Brontekst:
☆ ☆ ☆ ☆ ☆

Omdat de therapeutische alliantie voor 30% van het therapeutische succes verantwoordelijk is, wordt aan de relatie tussen therapeut en cliënt bijzondere aandacht besteed. De therapeut moet vriendelijk en responsief zijn, ervoor zorgen dat de cliënt zich begrepen voelt en zich flexibel opstellen in zijn therapeutische handelen. Uitgangspositie is hierbij een nieuwsgierige en onderzoekende houding waarbij de therapeut poogt te achterhalen hoe deze cliënt denkt en de werkelijkheid interpreteert. Het overnemen van de linguïstische stijl van de cliënt kan dit proces ondersteunen.

Tussentijdse resultaatmetingen maken echt maatwerk van de therapie. Zo kan de cliënt feedback geven en kan de therapeut zo nodig bijsturen. De auteurs raden aan om hiervoor meetinstrumenten te kiezen die goed bruikbaar, dat wil zeggen: eenvoudig in te vullen en makkelijk te scoren en te interpreteren. Daarbij moeten zij natuurlijk valide en betrouwbaar zijn. Het behandelplan moet afgestemd zijn op deze metingen.

Met een groot aantal casusbeschrijvingen wordt de door hen voorgestelde cliëntgerichte, resultaat-geïnformeerde psychotherapie geïllustreerd. De implementering van deze vorm van psychotherapie geeft psychotherapeuten en cliënten, maar ook de betalende instanties, een betrouwbare manier om de effectiviteit en resultaatgerichtheid van psychotherapie te maximaliseren. Wanneer deze werkwijze gangbaar wordt, veranderen ook de opleidingseisen. De standaarden voor toelating, training en registratie verschuiven dan van theorie- en techniekbeheersing naar de vaardigheid om positieve resultaten, volgens de beoordeling door cliënten, te bewerkstelligen.

Voor de lezer die zijn geloof in de waarde van veel psychotherapieonderzoek wil behouden, is dit boek af te raden. De auteurs zijn erg overtuigend in hun kritische analyse van een enorme hoeveelheid op ons vakgebied gepubliceerd onderzoek. Verontrustend is hun conclusie dat de macht van de farmaceutische industrie en geldstromen in wetenschappelijk onderzoek, publicaties en congressen een grote rol speelt. Ik vrees dat dit een juiste analyse is. In die zin stemt het boek tot nadenken en is de oproep van de auteurs aan de psychotherapeuten om zich een eigen identiteit te vormen, los van de medische wereld, waardevol. Anderzijds vond ik hun analyses wel erg polariserend en vroeg ik mij af in hoeverre de Amerikaanse context daar een rol in speelt. In Nederland wordt bijvoorbeeld niet alleen gevraagd om een probleemformulering door de psychotherapeut maar ook om de formulering van de cliënt. De cliëntgerichte psychotherapie is in Europa een actieve en levende stroming. Ook in de narratieve, postmoderne benadering is samenwerking met de cliënt en het centraal stellen van diens eigen ideeën en zelfhelende krachten het uitgangspunt. De narratieve benadering wordt in dit kader door Duncan en Miller ook als goed voorbeeld genoemd. Echt vernieuwend vond ik dit perspectief dus niet.

☆ ☆ ☆ ☆ ☆

Op afbeeldingen gebaseerde gegevens:
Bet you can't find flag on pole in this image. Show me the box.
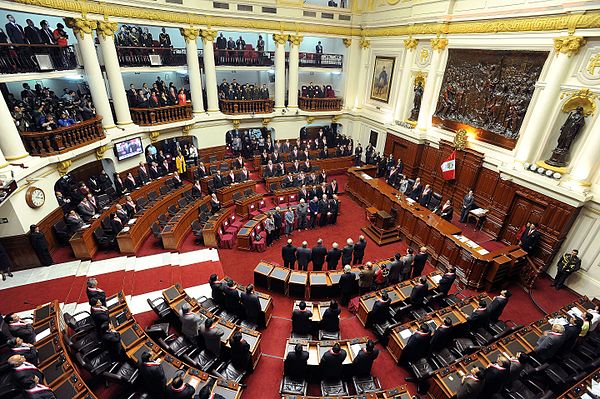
[442,151,456,180]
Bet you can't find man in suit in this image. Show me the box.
[283,344,309,380]
[412,247,429,278]
[241,284,264,325]
[296,241,311,271]
[311,238,327,271]
[352,340,379,377]
[410,276,429,307]
[488,290,512,323]
[281,238,297,269]
[292,301,312,335]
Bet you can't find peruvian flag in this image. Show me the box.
[442,151,456,180]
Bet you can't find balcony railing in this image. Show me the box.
[215,48,274,66]
[0,43,78,73]
[117,46,187,67]
[298,97,344,111]
[219,98,275,115]
[129,102,194,126]
[21,116,105,157]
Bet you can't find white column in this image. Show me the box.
[180,28,204,114]
[65,18,116,129]
[0,95,29,161]
[273,33,288,108]
[394,38,419,121]
[515,36,586,162]
[96,21,133,125]
[354,37,371,109]
[288,35,303,108]
[417,38,448,130]
[201,29,219,112]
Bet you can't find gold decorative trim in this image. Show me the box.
[554,36,587,57]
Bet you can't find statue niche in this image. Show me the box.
[433,49,548,149]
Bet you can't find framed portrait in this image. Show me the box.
[371,57,396,103]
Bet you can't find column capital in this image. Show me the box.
[202,29,217,42]
[289,35,304,46]
[431,37,448,52]
[554,36,587,57]
[64,18,98,39]
[96,21,119,38]
[404,37,419,50]
[273,33,289,44]
[179,28,202,42]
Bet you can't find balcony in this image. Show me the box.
[219,98,275,115]
[298,97,344,112]
[117,46,187,67]
[129,102,194,126]
[0,43,78,73]
[21,116,105,157]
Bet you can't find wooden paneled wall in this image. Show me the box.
[384,133,581,266]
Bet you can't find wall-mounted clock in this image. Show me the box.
[25,187,46,209]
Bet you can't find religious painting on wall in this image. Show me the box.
[433,49,548,149]
[371,57,396,103]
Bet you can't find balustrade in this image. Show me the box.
[219,98,275,115]
[0,43,78,73]
[298,97,344,111]
[20,116,105,157]
[129,102,193,126]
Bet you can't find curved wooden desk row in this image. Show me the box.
[69,175,176,259]
[117,185,190,255]
[258,156,354,179]
[356,268,442,326]
[33,300,96,399]
[387,294,492,362]
[160,195,210,250]
[162,284,261,367]
[428,296,594,399]
[346,166,527,289]
[106,291,242,399]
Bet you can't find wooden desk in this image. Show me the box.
[117,185,189,255]
[346,166,519,289]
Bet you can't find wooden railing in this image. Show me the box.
[117,46,187,67]
[129,102,193,126]
[0,43,78,73]
[219,98,275,115]
[298,97,344,111]
[21,116,105,157]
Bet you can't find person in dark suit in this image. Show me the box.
[311,238,327,271]
[488,290,512,323]
[438,266,456,295]
[339,264,356,306]
[410,276,429,307]
[321,342,347,380]
[138,352,167,399]
[296,241,312,271]
[292,301,312,335]
[400,323,431,364]
[281,238,297,269]
[283,344,309,380]
[352,340,379,377]
[352,235,367,265]
[320,299,342,332]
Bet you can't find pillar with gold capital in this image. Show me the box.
[65,18,116,129]
[417,37,448,130]
[96,21,133,125]
[179,28,205,114]
[200,29,219,112]
[515,36,586,162]
[273,33,288,108]
[288,35,303,108]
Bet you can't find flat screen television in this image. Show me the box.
[114,137,144,161]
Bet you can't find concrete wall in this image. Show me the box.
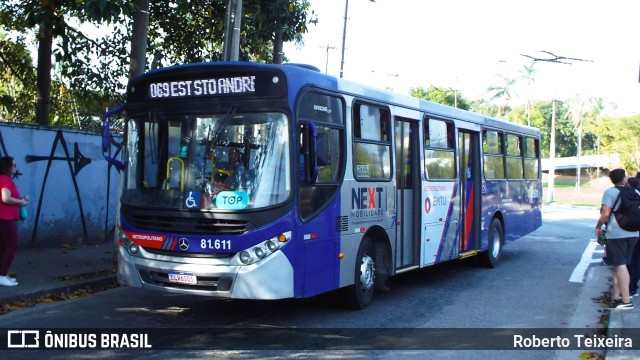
[0,123,121,246]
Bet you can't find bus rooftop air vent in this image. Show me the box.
[283,63,320,72]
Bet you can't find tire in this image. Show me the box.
[480,219,504,268]
[345,237,375,310]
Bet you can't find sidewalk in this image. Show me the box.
[0,241,116,308]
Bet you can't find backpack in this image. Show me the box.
[613,186,640,231]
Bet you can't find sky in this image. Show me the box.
[284,0,640,116]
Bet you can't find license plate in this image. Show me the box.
[169,272,198,285]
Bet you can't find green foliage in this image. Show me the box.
[596,115,640,172]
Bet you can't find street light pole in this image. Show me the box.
[340,0,376,77]
[340,0,349,77]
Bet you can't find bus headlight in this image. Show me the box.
[236,231,291,265]
[127,242,140,255]
[253,247,267,259]
[238,250,252,265]
[265,240,279,252]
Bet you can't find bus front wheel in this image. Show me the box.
[345,237,375,309]
[481,219,504,268]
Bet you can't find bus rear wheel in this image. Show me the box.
[480,219,504,268]
[345,237,376,309]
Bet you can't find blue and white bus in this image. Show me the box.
[104,62,542,308]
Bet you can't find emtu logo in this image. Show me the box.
[7,330,40,349]
[351,187,384,209]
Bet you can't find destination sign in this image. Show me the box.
[148,76,256,99]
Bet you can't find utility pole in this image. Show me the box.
[340,0,376,77]
[547,98,556,203]
[320,44,335,74]
[340,0,349,77]
[520,50,596,202]
[223,0,242,61]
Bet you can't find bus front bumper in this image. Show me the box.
[118,246,294,299]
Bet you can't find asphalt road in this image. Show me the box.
[0,204,604,359]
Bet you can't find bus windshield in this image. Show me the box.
[122,107,291,211]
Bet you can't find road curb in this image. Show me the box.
[3,275,118,304]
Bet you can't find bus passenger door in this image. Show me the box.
[458,130,482,253]
[395,117,421,269]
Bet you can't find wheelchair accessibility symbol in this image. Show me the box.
[184,191,200,209]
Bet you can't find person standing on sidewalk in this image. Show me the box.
[0,156,29,286]
[627,172,640,297]
[595,169,638,309]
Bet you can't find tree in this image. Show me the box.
[0,0,132,125]
[149,0,317,68]
[0,30,36,122]
[520,62,535,126]
[487,76,516,120]
[409,86,471,110]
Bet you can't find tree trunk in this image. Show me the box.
[36,17,53,125]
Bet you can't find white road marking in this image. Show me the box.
[569,239,604,283]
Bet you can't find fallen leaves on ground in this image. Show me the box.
[0,281,120,315]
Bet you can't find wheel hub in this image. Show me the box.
[360,255,375,290]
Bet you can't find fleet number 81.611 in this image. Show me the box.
[200,239,231,250]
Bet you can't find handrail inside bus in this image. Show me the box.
[102,104,127,171]
[166,157,185,192]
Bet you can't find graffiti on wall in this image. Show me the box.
[25,130,91,243]
[0,127,122,245]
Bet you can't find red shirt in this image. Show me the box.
[0,175,20,220]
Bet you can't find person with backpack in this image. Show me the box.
[627,172,640,297]
[595,169,640,310]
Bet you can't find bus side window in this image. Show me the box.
[482,130,504,180]
[424,119,456,180]
[297,91,345,220]
[507,134,524,180]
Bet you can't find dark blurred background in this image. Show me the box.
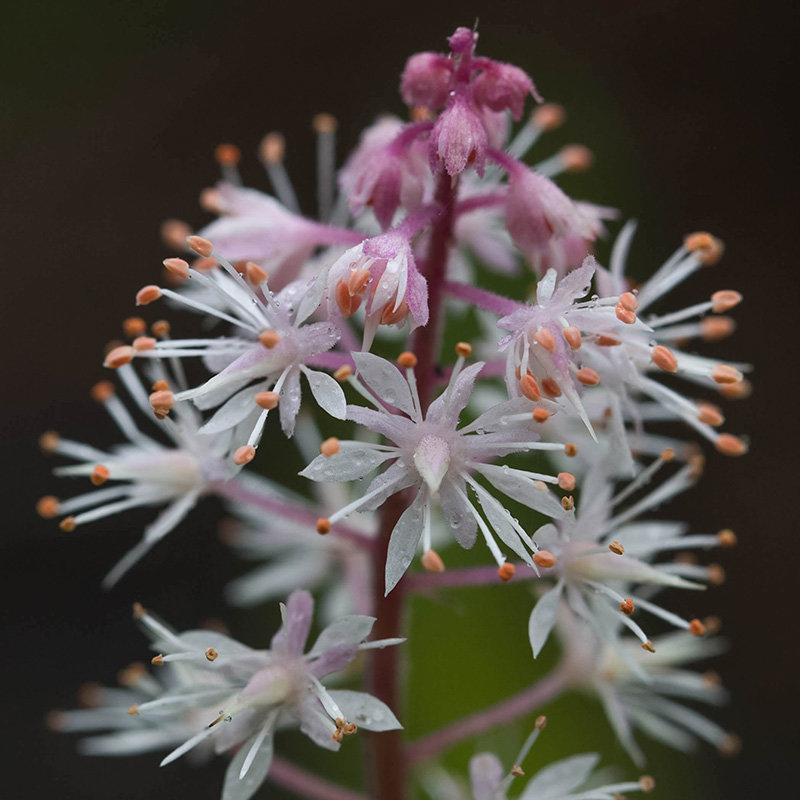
[0,0,800,800]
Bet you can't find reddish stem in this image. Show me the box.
[369,175,455,800]
[405,670,567,766]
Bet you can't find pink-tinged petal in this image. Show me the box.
[270,590,314,655]
[439,476,478,550]
[429,97,489,176]
[400,53,453,109]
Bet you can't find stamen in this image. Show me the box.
[36,494,59,519]
[420,550,444,572]
[89,464,109,486]
[136,284,161,306]
[497,561,517,583]
[103,345,135,368]
[650,344,678,372]
[319,436,340,458]
[233,444,256,467]
[122,317,147,339]
[533,550,558,569]
[258,330,281,350]
[711,364,744,383]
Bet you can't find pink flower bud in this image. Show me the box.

☆ ☆ ☆ ☆ ☆

Opdracht 1:
Leg in één tot drie zinnen uit waarom de relatie tussen therapeut en cliënt in de brontekst over psychotherapie bijzondere aandacht krijgt.
Opdracht 2:
Schrijf verder aan de brontekst over psychotherapie, beginnend na de laatste zin.
De gegevens doen hier niet ter zake.

Antwoord 1:
De relatie tussen therapeut en cliënt krijgt bijzondere aandacht omdat de therapeutische alliantie voor 30% verantwoordelijk is voor het therapeutische succes. Daarom moet de therapeut vriendelijk en responsief zijn, de cliënt het gevoel geven dat hij begrepen wordt en flexibel handelen.

Antwoord 2:
Vernieuwend vond ik wel het idee om meetinstrumenten in te voeren in de dagelijkse routine als middel om het psychotherapieproces voortdurend bij te sturen. Maar deze handelwijze roept ook vragen bij me op. Hoe wordt in deze benadering omgegaan met tijdelijke regressieve processen bij de cliënt? Is tijdelijke woede van een cliënt tegenover een therapeut altijd slecht? Is een congruente werkwijze waarbij de cliënt bewust evalueert steeds mogelijk? Hoewel ik het idee interessant vind, merk ik bij mijzelf toch een stevige weerstand tegen de voorgestelde routine waarbij steeds resultaatmetingen worden gedaan. Ten dele komt deze weerstand voort uit mijn aversie tegen nog meer administratie en formulieren. Deze weerstand wordt overigens onderkend door de auteurs, maar zij denken dat door de voorgestelde verschuiving in het psychotherapeutische veld ook veel administratieve rompslomp rond diagnostiek en behandelplan kan verdwijnen.

Ik eindig met veel vragen maar juist dat maakt dit boek waardevol en een aanrader voor iedere psychotherapeut die ervan houdt om zijn eigen vak regelmatig kritisch te evalueren.


Literatuur

Danton, W.G., & Antonuccio, D.O. (1997). A focused empirical analysis of treatment for panic and anxiety. In S. Fisher en R.P. Greenberg (Eds.), From placebo to panacea: Putting psychiatric drugs to the test (pp. 229-280). New York: Wiley.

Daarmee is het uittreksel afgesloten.